-------- EXCERPT PROVIDED
By September 24, 2018November 5th, 2021Energy Rant
Electricity Subscriptions For Trouble – A Baker’s Dozen, Michaels Energy

The recent edition of Public Utilities Fortnightly features an article that showers virtues of subscribed energy – an all-you-can-eat energy bonanza. There is a reason I’ve grown to crinkle my nose at buffets!

Consumers subscribe to Amazon, Netflix, SiriusXM, and per the article, even Lyft is offering a new subscription service for all the rides you want in a month. In the1990s, one token would allow me to ride the New York subway all day – forever actually. Now there is a subscription for you – all the toe fungus, gout, and hair implant remedy ads you can stand for 75 cents.

Maybe the most famous transition to subscription services was data over cellular networks. People got tired, or lazy, of keeping an eye on their data to control cost, and they got tired of their kids racking up massive charges. Solution: $90 flat subscriptions for all-you-can-eat data[1].

What if we applied the same model to residential consumers of electricity?

Electricity v Data

First, there is that Moore’s Law thing. Simply put, Moore’s law says the speed of computation doubles every two years. Really? A guy gets his name forever stamped in the annals of the Smithsonian for making a simple observation like this? What a con.

Data Transmission Acceleration

Ok, mobile data transmission doesn’t keep pace with Moore’s Law, but look at any mobile data traffic trend, and you will find exponential growth. See nearby.

The U.S. market is nearly saturated with smartphones, so it isn’t smartphone growth driving the data traffic growth. It’s smartphone use. Are data subscription prices rising at anything near this rate? No.

Here is what happened in the transition to fixed smartphone data contracts:

  • Customers got frustrated with data charges and didn’t want to deal with convincing their teenagers to limit their data usage. That is like stopping water from running downhill.
  • Cellular providers thought, ok, we can provide unlimited data to everyone for just a little more than the fixed cost plus usage charge.
  • Customers were happy.
  • Cellular providers were happy.

Why were cellular providers happy? Because soon, they would be able to reduce their data handling costs faster than traffic increased. I.e., the new charges covered their costs and then some.

Stubborn Physics

I’ve said it before, and I’ll say it again: electricity flows at 60 Hz at precise voltages throughout the grid over copper and aluminum lines with near-zero tolerance for fluctuations of available power. There are NO opportunities for fiber or engineering packet optimization, compression, backhauls, meshes, beam-forming, and so forth, for electricity[2]. Therefore, comparatively, nothing can be done to reduce electricity delivery cost as was accomplished with data delivery cost.

Second, policy constructs provide almost no incentive whatsoever to utilities to minimize cost. This is the tradeoff made when providing one company rights to 100% of a market. Utilities have to serve everyone, and they can only get what they can convince regulators it costs to deliver to everyone, plus a necessary weighted cost of capital (profit) for investor owners.

Third, even generators in deregulated markets are governed by firm caps of physics, whether it is the strength of carbon steel, temperature of the river, strength of bridges, length of rail cars and over-the-road trucks, and economics. Trust me; these factors all limit power plant efficiency.
----------------
-------- GIVEN DATA
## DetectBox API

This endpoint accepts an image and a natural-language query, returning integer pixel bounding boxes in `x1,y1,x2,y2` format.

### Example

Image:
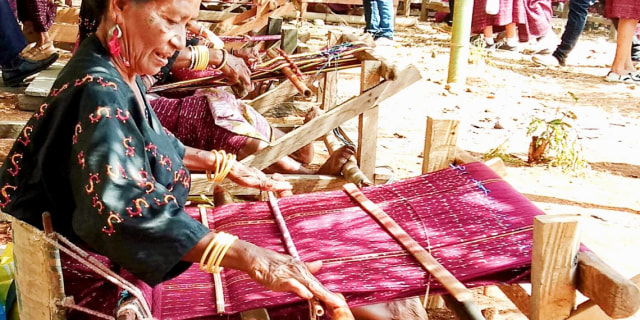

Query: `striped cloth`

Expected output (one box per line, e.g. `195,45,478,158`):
153,163,543,319
150,89,271,154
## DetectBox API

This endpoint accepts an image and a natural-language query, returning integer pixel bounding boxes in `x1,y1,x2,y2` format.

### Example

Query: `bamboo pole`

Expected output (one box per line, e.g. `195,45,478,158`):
447,0,473,84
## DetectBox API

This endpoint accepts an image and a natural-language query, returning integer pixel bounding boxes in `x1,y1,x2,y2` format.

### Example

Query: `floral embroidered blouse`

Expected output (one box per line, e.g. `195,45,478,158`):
0,36,208,285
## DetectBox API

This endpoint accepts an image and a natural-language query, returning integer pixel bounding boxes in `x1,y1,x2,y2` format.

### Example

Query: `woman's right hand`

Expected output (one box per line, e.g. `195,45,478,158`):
220,53,253,92
248,242,353,320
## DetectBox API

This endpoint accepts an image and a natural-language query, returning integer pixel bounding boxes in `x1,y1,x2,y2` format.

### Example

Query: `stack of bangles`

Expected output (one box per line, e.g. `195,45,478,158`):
188,46,228,71
205,150,236,183
200,232,238,274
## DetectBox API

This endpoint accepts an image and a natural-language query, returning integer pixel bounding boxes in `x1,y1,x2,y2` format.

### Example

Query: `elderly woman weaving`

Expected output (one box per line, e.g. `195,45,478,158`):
74,0,355,175
0,0,346,318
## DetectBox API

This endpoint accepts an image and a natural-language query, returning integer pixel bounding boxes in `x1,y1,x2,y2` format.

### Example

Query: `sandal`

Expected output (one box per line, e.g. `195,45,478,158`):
604,71,640,83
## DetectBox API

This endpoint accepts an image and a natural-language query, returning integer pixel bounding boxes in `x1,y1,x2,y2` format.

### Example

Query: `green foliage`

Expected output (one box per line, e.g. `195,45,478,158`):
527,92,589,174
482,139,527,165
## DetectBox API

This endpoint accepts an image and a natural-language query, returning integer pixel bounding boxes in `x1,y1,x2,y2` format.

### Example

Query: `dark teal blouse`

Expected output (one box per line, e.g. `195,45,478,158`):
0,36,208,285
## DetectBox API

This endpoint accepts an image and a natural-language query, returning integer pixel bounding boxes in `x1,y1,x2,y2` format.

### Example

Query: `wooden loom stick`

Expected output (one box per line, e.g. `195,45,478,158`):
267,51,313,98
267,191,324,319
342,183,484,320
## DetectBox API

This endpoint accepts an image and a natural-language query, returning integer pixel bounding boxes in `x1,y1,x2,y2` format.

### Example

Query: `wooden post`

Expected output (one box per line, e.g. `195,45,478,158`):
357,61,380,181
447,0,473,85
576,252,640,319
530,215,580,320
320,31,342,111
280,25,298,54
498,284,531,318
567,274,640,320
422,117,460,174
----------------
* TASK LIST *
a. Reproduce the part of the electricity subscriptions rant that begins at the words "Here is what" and stops after "providers were happy.".
b. Pick up the electricity subscriptions rant after its final sentence and continue writing it.

* TASK RESPONSES *
a.
Here is what happened in the transition to fixed smartphone data contracts:

  • Customers got frustrated with data charges and didn’t want to deal with convincing their teenagers to limit their data usage. That is like stopping water from running downhill.
  • Cellular providers thought, ok, we can provide unlimited data to everyone for just a little more than the fixed cost plus usage charge.
  • Customers were happy.
  • Cellular providers were happy.

b.
Subscription Rollout

Bad Option #1

So a utility has very stubborn physics, and they must serve everyone. They pick a fixed subscription cost to serve a customer and send them the offer to subscribe. The customer looks at the offer, and they look at their bills. The offer is either higher or lower than what they are paying. Presumably, the bill would be the mean of the millions of residential bills sent each month. Those who would pay less (the heavy users) take the offer. Those who would not, do not. How do you make up the difference to achieve the revenue requirement across all consumers?

Bad Option #2

Or suppose you flip everyone to a subscription. In this case, more than half the consumers will pay more because the mean is higher than the median. Those customers are going to be flaming hot because they are subsidizing the 4,000 square foot McMansions in the gated, cloistered community.

Destinations for Failure

The article suggests consumers would also like subscriptions because it shifts energy-cost risk from the customer to the utility. Utilities would manage this risk with efficiency and demand response.

First, suppose the owners of the 4,000 square foot McMansions cover their Jacuzzi when it’s not in use. Once their utility bill falls by 60% on a subscription service, they will cease covering the Jacuzzi and light up the place until it is visible from the international space station. Woohoo! Talk about rebound!

Second, after starting with a 40% deficit because the McMansion used 40% more than the mean, and after starting with an additional 40% deficit because “who cares” as described in the previous paragraph, the utility is going to reduce the cost of serving this customer by 45%? (an exercise in math for the reader) Good luck with that. The customer went on this rate because they want control, and that control is “on.” McMansion owner response: Take the clipboard and drive that EV back to the office because we’re not playing your conservation game!

Here ends a baker’s dozen reasons a subscription for electricity isn’t going to work.

[1] Note: I don’t know what it costs, and I will not look because AT&T and Verizon ads will follow me for the next umpteen months.

[2] I had to look these terms up because I know next to nothing about data transmission.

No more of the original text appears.